→ REQUEST
Copy out everything in the data below, from the line containing "need box >> grass lawn" down to the line containing "[106,107,140,131]", putting "find box" wherever "need box" appears and changing nothing else.

→ ENTRIES PROVIDED

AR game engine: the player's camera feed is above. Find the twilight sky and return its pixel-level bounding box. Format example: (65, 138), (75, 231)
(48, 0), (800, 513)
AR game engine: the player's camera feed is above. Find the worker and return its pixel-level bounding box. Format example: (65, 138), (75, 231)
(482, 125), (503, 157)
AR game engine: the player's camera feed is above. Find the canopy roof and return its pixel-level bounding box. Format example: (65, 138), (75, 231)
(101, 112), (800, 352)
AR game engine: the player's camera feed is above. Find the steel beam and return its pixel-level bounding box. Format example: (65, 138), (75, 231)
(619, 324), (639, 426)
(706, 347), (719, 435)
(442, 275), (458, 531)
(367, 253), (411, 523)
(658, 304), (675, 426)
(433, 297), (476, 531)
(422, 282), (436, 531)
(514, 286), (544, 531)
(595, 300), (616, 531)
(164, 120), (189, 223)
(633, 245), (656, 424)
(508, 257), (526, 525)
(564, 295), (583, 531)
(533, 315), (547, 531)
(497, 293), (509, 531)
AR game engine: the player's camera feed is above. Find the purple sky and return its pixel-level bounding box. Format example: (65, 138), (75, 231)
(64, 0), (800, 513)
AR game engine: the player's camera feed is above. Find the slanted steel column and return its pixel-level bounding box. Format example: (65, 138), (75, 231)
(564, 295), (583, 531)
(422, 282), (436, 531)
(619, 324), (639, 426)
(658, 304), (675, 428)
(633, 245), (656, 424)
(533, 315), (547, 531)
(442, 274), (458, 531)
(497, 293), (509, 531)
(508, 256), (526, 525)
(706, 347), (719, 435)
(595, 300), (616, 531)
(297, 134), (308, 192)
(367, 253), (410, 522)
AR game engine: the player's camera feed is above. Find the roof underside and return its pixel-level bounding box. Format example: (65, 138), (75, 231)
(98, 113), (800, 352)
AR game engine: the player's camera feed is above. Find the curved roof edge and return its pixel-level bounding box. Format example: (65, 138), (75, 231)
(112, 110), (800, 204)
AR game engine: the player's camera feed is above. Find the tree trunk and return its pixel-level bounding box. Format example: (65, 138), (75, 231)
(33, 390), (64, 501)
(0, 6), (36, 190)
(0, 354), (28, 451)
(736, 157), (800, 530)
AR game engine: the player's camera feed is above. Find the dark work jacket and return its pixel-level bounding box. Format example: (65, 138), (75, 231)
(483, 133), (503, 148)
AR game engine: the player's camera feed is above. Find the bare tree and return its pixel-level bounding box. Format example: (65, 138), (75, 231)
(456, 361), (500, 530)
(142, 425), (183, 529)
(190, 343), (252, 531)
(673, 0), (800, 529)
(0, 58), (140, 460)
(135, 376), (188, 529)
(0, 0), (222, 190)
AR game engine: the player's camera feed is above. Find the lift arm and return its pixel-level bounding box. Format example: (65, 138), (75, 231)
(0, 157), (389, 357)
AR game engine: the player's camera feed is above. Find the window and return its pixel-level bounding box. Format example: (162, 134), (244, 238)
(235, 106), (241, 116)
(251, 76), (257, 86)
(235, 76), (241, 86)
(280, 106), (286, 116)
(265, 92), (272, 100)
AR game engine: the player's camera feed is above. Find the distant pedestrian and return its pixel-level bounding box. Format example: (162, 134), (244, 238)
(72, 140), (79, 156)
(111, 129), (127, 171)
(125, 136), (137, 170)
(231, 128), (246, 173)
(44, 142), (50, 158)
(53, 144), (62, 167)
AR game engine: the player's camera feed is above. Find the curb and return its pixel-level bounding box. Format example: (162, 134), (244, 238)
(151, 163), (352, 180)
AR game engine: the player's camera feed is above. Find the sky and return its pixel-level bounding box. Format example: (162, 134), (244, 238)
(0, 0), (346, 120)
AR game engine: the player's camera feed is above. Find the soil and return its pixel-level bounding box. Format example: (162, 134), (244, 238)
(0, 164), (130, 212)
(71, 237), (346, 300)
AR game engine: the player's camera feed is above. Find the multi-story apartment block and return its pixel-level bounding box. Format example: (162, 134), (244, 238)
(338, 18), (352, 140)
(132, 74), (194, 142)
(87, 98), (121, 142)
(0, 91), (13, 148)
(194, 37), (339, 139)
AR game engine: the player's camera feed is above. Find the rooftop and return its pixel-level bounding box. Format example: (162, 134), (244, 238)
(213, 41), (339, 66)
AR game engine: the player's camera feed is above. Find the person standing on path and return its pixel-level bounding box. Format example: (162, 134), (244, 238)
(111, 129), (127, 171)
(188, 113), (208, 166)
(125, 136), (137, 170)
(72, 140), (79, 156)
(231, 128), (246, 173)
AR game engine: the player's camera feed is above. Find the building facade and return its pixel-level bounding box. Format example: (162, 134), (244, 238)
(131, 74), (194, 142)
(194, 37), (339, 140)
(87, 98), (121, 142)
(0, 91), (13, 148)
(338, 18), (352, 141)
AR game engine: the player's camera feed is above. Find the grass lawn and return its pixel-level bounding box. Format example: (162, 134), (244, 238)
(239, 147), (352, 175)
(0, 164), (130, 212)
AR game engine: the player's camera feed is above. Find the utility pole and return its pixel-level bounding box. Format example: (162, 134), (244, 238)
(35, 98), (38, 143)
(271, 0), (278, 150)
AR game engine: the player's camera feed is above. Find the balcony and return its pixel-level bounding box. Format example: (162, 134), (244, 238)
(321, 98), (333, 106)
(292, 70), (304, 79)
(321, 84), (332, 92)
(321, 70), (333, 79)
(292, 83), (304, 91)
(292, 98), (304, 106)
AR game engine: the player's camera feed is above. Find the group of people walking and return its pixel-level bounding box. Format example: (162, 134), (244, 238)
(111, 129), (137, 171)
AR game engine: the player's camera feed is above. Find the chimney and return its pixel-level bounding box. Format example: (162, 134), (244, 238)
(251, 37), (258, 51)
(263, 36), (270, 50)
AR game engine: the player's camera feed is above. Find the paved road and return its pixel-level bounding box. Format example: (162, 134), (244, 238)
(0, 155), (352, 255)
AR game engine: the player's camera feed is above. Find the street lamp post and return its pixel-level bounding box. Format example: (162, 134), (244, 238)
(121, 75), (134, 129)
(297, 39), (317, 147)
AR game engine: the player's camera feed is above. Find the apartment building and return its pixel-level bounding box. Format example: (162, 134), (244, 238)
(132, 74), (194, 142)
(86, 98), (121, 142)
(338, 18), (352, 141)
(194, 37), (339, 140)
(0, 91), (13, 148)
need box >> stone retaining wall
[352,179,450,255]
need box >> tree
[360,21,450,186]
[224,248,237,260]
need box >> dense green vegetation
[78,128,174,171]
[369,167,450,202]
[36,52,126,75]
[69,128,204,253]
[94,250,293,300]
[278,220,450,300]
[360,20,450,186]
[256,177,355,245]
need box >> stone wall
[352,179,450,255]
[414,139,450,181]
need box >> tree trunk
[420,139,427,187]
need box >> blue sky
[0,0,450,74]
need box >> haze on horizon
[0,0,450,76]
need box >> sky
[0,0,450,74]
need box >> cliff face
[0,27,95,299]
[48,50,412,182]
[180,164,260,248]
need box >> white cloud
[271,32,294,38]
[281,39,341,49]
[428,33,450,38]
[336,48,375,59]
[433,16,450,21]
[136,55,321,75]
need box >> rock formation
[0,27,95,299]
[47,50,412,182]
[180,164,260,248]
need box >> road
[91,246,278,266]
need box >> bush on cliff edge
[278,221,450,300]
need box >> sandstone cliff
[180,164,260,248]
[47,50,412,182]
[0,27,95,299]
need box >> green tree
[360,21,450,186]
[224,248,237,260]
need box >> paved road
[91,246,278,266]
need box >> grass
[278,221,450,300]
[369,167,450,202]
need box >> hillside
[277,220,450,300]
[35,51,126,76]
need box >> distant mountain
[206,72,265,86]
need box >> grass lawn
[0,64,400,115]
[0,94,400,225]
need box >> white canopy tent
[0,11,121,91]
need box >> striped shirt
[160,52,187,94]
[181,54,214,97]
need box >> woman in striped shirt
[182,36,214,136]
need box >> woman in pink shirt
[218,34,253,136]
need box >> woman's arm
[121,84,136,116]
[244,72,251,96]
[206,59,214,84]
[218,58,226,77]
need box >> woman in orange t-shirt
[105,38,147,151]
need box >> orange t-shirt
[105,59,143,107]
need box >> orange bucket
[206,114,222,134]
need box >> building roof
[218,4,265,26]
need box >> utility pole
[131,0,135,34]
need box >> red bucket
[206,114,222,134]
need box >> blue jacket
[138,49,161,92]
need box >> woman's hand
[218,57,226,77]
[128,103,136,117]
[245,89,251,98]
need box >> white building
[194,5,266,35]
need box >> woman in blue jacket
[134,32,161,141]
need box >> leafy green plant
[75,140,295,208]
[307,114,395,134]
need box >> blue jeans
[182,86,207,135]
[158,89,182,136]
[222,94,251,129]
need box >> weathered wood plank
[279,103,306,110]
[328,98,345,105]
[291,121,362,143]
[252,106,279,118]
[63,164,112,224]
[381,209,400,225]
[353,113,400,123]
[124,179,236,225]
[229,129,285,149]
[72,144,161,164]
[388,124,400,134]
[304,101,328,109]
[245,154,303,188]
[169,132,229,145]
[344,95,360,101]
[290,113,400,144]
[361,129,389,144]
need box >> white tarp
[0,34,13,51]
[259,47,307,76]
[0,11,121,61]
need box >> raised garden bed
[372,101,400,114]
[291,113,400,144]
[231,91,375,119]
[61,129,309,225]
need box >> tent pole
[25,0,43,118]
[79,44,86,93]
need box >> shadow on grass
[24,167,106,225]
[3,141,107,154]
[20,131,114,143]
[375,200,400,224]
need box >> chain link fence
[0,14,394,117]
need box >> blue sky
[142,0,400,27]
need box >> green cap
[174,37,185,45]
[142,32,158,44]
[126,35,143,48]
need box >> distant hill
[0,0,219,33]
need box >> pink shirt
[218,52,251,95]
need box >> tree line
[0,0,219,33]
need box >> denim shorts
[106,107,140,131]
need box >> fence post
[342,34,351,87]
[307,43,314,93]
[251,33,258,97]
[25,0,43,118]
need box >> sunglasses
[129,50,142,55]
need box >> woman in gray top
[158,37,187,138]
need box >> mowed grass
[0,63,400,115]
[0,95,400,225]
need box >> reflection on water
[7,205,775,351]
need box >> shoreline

→ OUTPUT BELOW
find box >> grass lawn
[0,64,400,115]
[0,94,400,225]
find box >> white canopy tent
[0,11,121,91]
find box >> striped shirt
[160,52,187,94]
[181,54,214,97]
find box >> woman in striped shirt
[182,36,214,136]
find box >> woman in pink shirt
[218,34,253,136]
find box >> woman's arm
[121,84,136,116]
[244,72,251,96]
[206,59,214,84]
[218,58,226,77]
find box >> woman in orange t-shirt
[105,38,147,151]
find box >> orange t-shirt
[105,59,143,107]
find box >> orange bucket
[206,114,222,134]
find box >> building roof
[218,4,265,26]
find box >> utility pole
[131,0,135,34]
find box >> red bucket
[206,114,222,134]
find box >> blue jacket
[138,49,161,92]
find box >> woman's hand
[218,57,226,77]
[128,103,136,117]
[245,89,251,98]
find box >> white building
[194,5,266,35]
find box >> woman in blue jacket
[134,32,161,141]
find box >> leafy green plant
[75,140,295,208]
[307,114,395,134]
find box >> blue jeans
[182,86,207,135]
[158,89,182,136]
[222,94,251,129]
find box >> weathered wood plank
[279,103,306,110]
[328,98,345,105]
[291,121,362,143]
[252,106,279,118]
[63,164,112,224]
[381,209,400,225]
[353,113,400,123]
[124,179,236,225]
[229,129,285,149]
[72,144,161,164]
[388,124,400,134]
[304,101,328,109]
[245,154,303,188]
[169,132,229,145]
[344,95,360,101]
[290,113,400,144]
[361,129,389,144]
find box >> white tarp
[0,34,13,51]
[259,47,307,76]
[0,11,121,61]
find box >> raised garden bed
[372,101,400,114]
[291,113,400,144]
[231,91,375,119]
[61,129,309,225]
find box >> tent pole
[25,0,43,118]
[79,44,86,93]
find box >> shadow on grass
[24,167,106,225]
[3,141,107,154]
[20,131,114,143]
[375,200,400,224]
find box >> chain link fence
[0,14,394,117]
find box >> blue sky
[142,0,400,27]
find box >> green cap
[174,37,185,45]
[142,32,158,44]
[126,35,143,48]
find box >> distant hill
[0,0,219,33]
find box >> pink shirt
[218,52,251,95]
find box >> tree line
[0,0,219,33]
find box >> denim shorts
[106,107,140,131]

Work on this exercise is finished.